--- Fragmento para leer ---

Historias de España - El ranciofact de Puerto Hurraco (1990)
De pequeño, recuerdo que siempre había un ejemplar semanal de El Jueves en el despacho de mi padre. Yo sabía que no era una revista para niños, pues alguna vez había recibido una reprimenda por ojear esa revista, u otras en las que había anuncios eróticos o chistes obscenos, pero me daba igual; siempre he tenido un problema con la autoridad y cuanto más me prohíbes algo, más lo hago, y si se trata de algo inapropiado, o sexual, me siento atraído poderosamente como un mosquito a un farolillo. Y más si, como en el caso de El Jueves, en su interior encontraba cómics y dibujos que me gustaban mucho y me hacían reír, aunque en ocasiones no entendía ni una palabra de lo que decían las viñetas. Recuerdo que me gustaban mucho las historietas de ¡Dios Mío!, con ese Dios barbudo en zapatillas y un triángulo sobre la cabeza que se dedicaba a hacer siempre lo que le venía en gana. Bueno, y qué decir del sargento Arensivia y el genial cómic de Historias de la puta mili. Qué tiempos, oigan.
Con el tiempo, mi padre dejó de comprar la revista y yo olvidé mi gusto por El Jueves y otras revistas de mayores que no debían estar a mi alcance pero que hacían mis delicias, pues encontré otro filón que era más adecuado para mi edad: Mortadelo y Filemón. Ibáñez llenó de risas los últimos estertores de mi niñez y mi temprana adolescencia. Y lo sigue haciendo, como no podría ser de otra manera. Pero entonces apareció Pedro Vera y lo cambió todo. Entraron en escena Ortega y Pacheco.

---

▶ **Consigna dada**
Copia al pie de la letra el pasaje del fragmento sobre El Jueves que comienza en las palabras "Con el tiempo, mi" y termina después de "Ortega y Pacheco.". Utiliza únicamente el fragmento como fuente.

--- Líneas proporcionadas ---

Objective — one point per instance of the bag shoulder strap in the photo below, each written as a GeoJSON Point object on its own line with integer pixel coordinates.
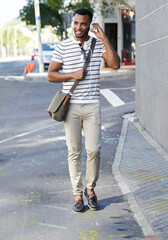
{"type": "Point", "coordinates": [85, 64]}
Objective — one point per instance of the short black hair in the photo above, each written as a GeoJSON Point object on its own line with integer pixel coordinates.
{"type": "Point", "coordinates": [84, 11]}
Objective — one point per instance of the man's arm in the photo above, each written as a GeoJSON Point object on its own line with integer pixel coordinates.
{"type": "Point", "coordinates": [110, 56]}
{"type": "Point", "coordinates": [55, 76]}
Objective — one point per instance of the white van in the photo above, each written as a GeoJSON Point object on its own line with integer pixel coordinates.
{"type": "Point", "coordinates": [48, 49]}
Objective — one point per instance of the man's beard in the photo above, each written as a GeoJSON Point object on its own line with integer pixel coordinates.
{"type": "Point", "coordinates": [81, 36]}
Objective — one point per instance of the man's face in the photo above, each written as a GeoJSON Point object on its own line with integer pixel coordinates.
{"type": "Point", "coordinates": [81, 25]}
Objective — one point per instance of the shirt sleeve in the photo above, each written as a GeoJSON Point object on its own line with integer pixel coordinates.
{"type": "Point", "coordinates": [103, 48]}
{"type": "Point", "coordinates": [57, 54]}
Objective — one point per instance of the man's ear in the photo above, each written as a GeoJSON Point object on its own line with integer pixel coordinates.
{"type": "Point", "coordinates": [91, 27]}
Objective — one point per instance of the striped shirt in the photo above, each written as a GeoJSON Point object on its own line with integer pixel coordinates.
{"type": "Point", "coordinates": [69, 54]}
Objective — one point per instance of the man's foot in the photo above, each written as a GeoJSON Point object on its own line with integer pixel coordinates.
{"type": "Point", "coordinates": [79, 205]}
{"type": "Point", "coordinates": [92, 199]}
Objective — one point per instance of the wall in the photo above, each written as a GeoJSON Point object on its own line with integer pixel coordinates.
{"type": "Point", "coordinates": [152, 67]}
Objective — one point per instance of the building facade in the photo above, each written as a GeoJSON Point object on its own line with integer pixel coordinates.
{"type": "Point", "coordinates": [151, 68]}
{"type": "Point", "coordinates": [120, 30]}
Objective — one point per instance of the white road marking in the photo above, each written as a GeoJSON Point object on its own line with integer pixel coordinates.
{"type": "Point", "coordinates": [112, 98]}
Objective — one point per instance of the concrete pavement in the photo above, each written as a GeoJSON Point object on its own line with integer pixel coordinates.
{"type": "Point", "coordinates": [141, 170]}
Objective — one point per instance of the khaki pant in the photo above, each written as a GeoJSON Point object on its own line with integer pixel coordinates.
{"type": "Point", "coordinates": [86, 117]}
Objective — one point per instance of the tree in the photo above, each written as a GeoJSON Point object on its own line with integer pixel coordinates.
{"type": "Point", "coordinates": [108, 6]}
{"type": "Point", "coordinates": [49, 16]}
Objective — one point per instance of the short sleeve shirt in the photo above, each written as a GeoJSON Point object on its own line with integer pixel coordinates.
{"type": "Point", "coordinates": [69, 53]}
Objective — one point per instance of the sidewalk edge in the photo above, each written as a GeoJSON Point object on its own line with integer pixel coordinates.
{"type": "Point", "coordinates": [140, 217]}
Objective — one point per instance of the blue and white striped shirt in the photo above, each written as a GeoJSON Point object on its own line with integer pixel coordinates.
{"type": "Point", "coordinates": [69, 54]}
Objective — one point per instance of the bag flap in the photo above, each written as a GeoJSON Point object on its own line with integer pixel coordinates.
{"type": "Point", "coordinates": [57, 100]}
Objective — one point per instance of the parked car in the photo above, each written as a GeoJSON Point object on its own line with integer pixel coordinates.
{"type": "Point", "coordinates": [48, 49]}
{"type": "Point", "coordinates": [34, 53]}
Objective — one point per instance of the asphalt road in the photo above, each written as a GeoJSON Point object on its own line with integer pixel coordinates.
{"type": "Point", "coordinates": [36, 196]}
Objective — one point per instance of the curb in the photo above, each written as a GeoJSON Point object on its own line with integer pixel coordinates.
{"type": "Point", "coordinates": [140, 217]}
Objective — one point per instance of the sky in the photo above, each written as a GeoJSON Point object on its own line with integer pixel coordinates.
{"type": "Point", "coordinates": [9, 9]}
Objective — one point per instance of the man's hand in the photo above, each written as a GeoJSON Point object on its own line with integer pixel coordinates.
{"type": "Point", "coordinates": [80, 74]}
{"type": "Point", "coordinates": [98, 31]}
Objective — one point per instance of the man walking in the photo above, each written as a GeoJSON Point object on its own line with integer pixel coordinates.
{"type": "Point", "coordinates": [84, 110]}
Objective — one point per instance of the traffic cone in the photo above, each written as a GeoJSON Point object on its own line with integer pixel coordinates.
{"type": "Point", "coordinates": [25, 70]}
{"type": "Point", "coordinates": [28, 67]}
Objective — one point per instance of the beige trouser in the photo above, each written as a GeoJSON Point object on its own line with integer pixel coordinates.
{"type": "Point", "coordinates": [86, 117]}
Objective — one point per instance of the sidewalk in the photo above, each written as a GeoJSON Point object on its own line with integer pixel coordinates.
{"type": "Point", "coordinates": [141, 170]}
{"type": "Point", "coordinates": [105, 74]}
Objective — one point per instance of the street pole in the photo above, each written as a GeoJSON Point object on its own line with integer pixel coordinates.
{"type": "Point", "coordinates": [38, 26]}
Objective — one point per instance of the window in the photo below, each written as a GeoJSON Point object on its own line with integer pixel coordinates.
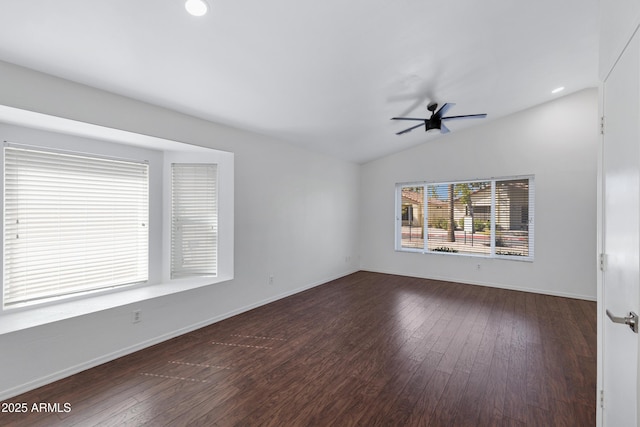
{"type": "Point", "coordinates": [72, 223]}
{"type": "Point", "coordinates": [482, 217]}
{"type": "Point", "coordinates": [194, 220]}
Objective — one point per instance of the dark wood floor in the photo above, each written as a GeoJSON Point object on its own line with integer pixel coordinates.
{"type": "Point", "coordinates": [368, 349]}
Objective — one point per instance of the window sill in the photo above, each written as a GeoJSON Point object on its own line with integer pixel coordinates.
{"type": "Point", "coordinates": [13, 320]}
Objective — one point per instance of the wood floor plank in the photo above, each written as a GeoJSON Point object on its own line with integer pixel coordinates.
{"type": "Point", "coordinates": [365, 349]}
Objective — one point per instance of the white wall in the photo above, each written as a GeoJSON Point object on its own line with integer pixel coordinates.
{"type": "Point", "coordinates": [618, 21]}
{"type": "Point", "coordinates": [557, 142]}
{"type": "Point", "coordinates": [296, 218]}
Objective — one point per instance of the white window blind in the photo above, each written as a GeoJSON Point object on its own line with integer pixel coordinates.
{"type": "Point", "coordinates": [194, 217]}
{"type": "Point", "coordinates": [72, 223]}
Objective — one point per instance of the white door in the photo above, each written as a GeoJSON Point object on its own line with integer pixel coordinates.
{"type": "Point", "coordinates": [621, 238]}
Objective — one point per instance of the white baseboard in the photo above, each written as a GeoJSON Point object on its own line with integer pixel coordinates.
{"type": "Point", "coordinates": [56, 376]}
{"type": "Point", "coordinates": [489, 285]}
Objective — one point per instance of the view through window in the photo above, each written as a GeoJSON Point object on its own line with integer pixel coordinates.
{"type": "Point", "coordinates": [483, 217]}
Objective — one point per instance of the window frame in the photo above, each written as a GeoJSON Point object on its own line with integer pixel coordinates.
{"type": "Point", "coordinates": [23, 126]}
{"type": "Point", "coordinates": [34, 166]}
{"type": "Point", "coordinates": [398, 241]}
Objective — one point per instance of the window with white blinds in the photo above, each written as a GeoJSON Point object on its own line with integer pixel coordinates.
{"type": "Point", "coordinates": [194, 220]}
{"type": "Point", "coordinates": [72, 223]}
{"type": "Point", "coordinates": [491, 217]}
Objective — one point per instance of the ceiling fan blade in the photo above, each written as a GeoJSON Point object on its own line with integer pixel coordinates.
{"type": "Point", "coordinates": [443, 110]}
{"type": "Point", "coordinates": [469, 116]}
{"type": "Point", "coordinates": [410, 129]}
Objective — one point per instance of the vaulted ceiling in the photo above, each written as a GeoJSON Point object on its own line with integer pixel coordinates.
{"type": "Point", "coordinates": [325, 75]}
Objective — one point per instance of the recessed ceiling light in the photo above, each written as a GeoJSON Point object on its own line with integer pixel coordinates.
{"type": "Point", "coordinates": [196, 7]}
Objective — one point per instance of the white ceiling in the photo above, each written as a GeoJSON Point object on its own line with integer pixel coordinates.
{"type": "Point", "coordinates": [326, 75]}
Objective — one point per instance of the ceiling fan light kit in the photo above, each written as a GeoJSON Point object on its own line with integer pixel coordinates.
{"type": "Point", "coordinates": [196, 7]}
{"type": "Point", "coordinates": [437, 118]}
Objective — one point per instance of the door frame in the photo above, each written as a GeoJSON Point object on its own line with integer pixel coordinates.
{"type": "Point", "coordinates": [600, 259]}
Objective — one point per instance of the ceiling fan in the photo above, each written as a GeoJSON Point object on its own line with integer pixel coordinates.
{"type": "Point", "coordinates": [436, 120]}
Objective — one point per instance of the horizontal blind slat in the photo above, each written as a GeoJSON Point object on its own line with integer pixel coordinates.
{"type": "Point", "coordinates": [73, 223]}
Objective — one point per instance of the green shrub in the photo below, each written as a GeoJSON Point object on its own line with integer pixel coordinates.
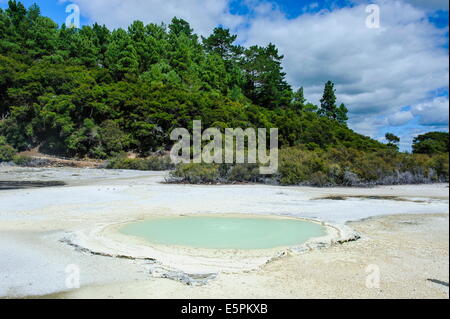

---

▶ **Respuesta del ejercicio**
Con el tiempo, mi padre dejó de comprar la revista y yo olvidé mi gusto por El Jueves y otras revistas de mayores que no debían estar a mi alcance pero que hacían mis delicias, pues encontré otro filón que era más adecuado para mi edad: Mortadelo y Filemón. Ibáñez llenó de risas los últimos estertores de mi niñez y mi temprana adolescencia. Y lo sigue haciendo, como no podría ser de otra manera. Pero entonces apareció Pedro Vera y lo cambió todo. Entraron en escena Ortega y Pacheco.